Segment Open
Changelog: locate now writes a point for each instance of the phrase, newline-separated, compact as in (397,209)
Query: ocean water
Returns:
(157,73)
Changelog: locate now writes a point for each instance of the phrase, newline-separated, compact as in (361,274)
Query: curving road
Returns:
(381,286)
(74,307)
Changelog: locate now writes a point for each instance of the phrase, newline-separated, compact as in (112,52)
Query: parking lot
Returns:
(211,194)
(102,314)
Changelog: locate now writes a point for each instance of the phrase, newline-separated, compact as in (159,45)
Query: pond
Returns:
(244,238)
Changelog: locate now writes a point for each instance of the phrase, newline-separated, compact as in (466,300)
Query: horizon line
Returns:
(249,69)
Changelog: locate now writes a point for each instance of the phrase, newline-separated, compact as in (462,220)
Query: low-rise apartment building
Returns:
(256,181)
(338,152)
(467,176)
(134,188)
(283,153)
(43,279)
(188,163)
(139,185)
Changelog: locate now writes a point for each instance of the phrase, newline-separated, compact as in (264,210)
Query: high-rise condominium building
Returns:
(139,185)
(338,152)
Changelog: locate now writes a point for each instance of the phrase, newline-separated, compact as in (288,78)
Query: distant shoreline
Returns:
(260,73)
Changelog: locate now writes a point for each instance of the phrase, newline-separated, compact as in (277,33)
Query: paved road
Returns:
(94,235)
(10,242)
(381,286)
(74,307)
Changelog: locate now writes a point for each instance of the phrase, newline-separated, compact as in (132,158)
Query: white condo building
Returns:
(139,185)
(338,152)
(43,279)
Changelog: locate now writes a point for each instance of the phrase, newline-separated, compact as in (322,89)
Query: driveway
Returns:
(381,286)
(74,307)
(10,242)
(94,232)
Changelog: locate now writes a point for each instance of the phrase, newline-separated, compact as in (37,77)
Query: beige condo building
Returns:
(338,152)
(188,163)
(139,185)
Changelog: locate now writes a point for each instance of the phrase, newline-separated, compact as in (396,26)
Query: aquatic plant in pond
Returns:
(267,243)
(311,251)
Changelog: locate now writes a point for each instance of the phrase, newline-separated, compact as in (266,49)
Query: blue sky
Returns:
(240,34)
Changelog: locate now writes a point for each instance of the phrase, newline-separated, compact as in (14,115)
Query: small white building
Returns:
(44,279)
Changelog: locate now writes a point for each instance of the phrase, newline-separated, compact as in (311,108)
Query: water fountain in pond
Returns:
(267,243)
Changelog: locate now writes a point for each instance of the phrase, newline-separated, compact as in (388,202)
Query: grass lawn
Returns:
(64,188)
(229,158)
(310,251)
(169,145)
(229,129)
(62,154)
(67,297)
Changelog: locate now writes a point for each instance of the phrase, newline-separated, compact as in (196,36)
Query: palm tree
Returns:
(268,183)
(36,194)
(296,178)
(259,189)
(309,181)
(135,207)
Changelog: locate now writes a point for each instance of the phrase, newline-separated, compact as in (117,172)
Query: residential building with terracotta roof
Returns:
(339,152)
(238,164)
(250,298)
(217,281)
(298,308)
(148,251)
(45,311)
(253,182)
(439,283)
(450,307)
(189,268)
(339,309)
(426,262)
Segment Closed
_Try it_:
Every line of the listing that holds "white" should be found and copied.

_Exercise solution_:
Query: white condo building
Query: small white building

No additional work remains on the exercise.